| TASKS |
(1) Write out the passage from the age-gap relationship comments that runs from "My husband and" up to and including "possibility and probability.".
(2) In the age-gap relationship comments, what ages does Kat give for herself and her husband?

As in *any* relationship, love, teamwork, respect, etc are still very much the bedrock, good sex is not possible without those.
So, given all that, Hell Yes it is just as possible for a woman who is 20 years older than her man to have a successful relationship as it is for a man who is 20 years older. If this was a letter about Catherine Zeta Jones would there even be a debate? Or Jeri Thompson?
My husband and I will be celebrating our 7 th anniversary this year, I am 47, he's 28. He was the first younger man I ever dated, in fact I had just (well, a year or so before) come out of a nasty divorce from a man 14 years older than me. He was very persistent, and I am so very, very glad that he was.
Kat at March 25, 2011 10:49 AM
That's great, Kat. But then, it sounds as though this circumstance has the additional factor of the much younger man explaining his interest in having sex with others, which distresses the gal. Given those facts, well, life is properly lived not just as a matter of possibility (maybe I will make the NBA all-star team!), but also probability (highly, highly unlikely I will), and decisions need be made on the basis of considering both possibility and probability.
Per the thoughts regarding AllenS and Mel, I find myself wondering what the stats say.
My guess is when 26-year-olds start pitching an open relationship to their nervous 50-ish girlfriends, the stats say, "Game Soon to Be Over".
Spartee at March 25, 2011 11:02 AM
A 12-year difference is not comparable to a 25-year one as exemplified in the letter.
NicoleK at March 25, 2011 11:52 AM
Can't believe there is even a debate about this. Of course its over. LW is a middle-aged woman dating a child. LW should be dating men her own age or older if she wants something that lasts.
snakeman99 at March 25, 2011 11:58 AM
*sigh*
I'm 20 years older than my husband, Nicole, not 12. And yes, there is a difference between my relationship and the LW, in that my husband had had a life before I met him, had relationships and had grown into himself. I didn't "rob the cradle" as it were.
My main point is that if the genders were reversed, y'all would be patting the guy on the back and saying "you go, boy!" but in my experience, a woman dating a much younger man is always given a hard time, or told to "date someone your own age" *shudder*.
Do you know how boring, stodgy, absolutely awful the guys "my own age" are to me? They don't play video games, or dress in steampunk costumes and go to Comic conventions, or go to Renn faires in garb, or help me set up the new shelves for my BJD's without rolling their eyes. They don't have cool hobbies like playing the Great Pipes in a kilt. Guys my own age tell me to "grow up" when I want to play D&D. Screw that noise. I pay my bills, raised one child to go all the way to her Masters in materials science, and the other will be graduating HS this year. I fulfill my "adult" responsibilities. Why the HELL shouldn't I still have fun? With a good looking, sexy, has-the-same interests fun man?
Kat at March 25, 2011 12:10 PM
Kat, I believe Nicole's comment was directed at me. But even so, I did state that I thought personalities had a lot to more to do with it than just age.
Flynne at March 25, 2011 12:15 PM
I'm pretty much with Snakeman99 here. I also have to question the maturity level of the woman. I mean, really, what 44-year-old woman picks up a college junior for anything more than a fun little sex fling? What could they have possibly had to discuss for six years - the relative merits of The Cure versus Muse? Jimmy Carter versus Barack Obama? Mainframes versus cloud computing?

| RAW RECORDS |

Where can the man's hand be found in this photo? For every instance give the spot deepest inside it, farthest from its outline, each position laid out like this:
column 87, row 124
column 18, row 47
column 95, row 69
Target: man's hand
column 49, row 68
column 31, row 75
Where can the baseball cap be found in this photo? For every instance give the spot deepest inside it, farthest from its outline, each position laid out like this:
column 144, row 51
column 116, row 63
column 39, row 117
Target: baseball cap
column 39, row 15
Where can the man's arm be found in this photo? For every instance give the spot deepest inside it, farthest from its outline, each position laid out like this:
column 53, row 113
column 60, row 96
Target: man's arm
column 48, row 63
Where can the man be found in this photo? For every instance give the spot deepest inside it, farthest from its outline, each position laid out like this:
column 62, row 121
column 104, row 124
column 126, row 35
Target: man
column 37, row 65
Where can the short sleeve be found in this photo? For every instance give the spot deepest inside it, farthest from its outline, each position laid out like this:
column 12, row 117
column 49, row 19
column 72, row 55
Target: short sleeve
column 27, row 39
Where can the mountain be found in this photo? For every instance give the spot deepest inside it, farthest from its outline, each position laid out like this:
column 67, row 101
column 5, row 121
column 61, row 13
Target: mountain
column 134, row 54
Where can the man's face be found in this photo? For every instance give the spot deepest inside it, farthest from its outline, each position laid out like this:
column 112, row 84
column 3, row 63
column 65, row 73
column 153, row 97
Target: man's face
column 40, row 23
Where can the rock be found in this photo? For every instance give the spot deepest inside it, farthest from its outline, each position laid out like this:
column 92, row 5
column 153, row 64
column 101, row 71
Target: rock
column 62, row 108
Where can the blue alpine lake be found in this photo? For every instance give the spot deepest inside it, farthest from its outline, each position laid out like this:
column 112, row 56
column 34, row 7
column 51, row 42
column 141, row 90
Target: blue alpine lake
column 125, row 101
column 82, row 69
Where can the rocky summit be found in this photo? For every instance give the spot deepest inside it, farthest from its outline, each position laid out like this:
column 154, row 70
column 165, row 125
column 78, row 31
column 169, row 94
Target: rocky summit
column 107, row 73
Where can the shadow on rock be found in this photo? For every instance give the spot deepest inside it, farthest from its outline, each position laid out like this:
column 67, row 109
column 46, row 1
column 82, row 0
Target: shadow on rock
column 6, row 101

| WRITTEN ANSWERS |
(1)
My husband and I will be celebrating our 7 th anniversary this year, I am 47, he's 28. He was the first younger man I ever dated, in fact I had just (well, a year or so before) come out of a nasty divorce from a man 14 years older than me. He was very persistent, and I am so very, very glad that he was.
Kat at March 25, 2011 10:49 AM
That's great, Kat. But then, it sounds as though this circumstance has the additional factor of the much younger man explaining his interest in having sex with others, which distresses the gal. Given those facts, well, life is properly lived not just as a matter of possibility (maybe I will make the NBA all-star team!), but also probability (highly, highly unlikely I will), and decisions need be made on the basis of considering both possibility and probability.

(2) Kat is 47 and her husband is 28.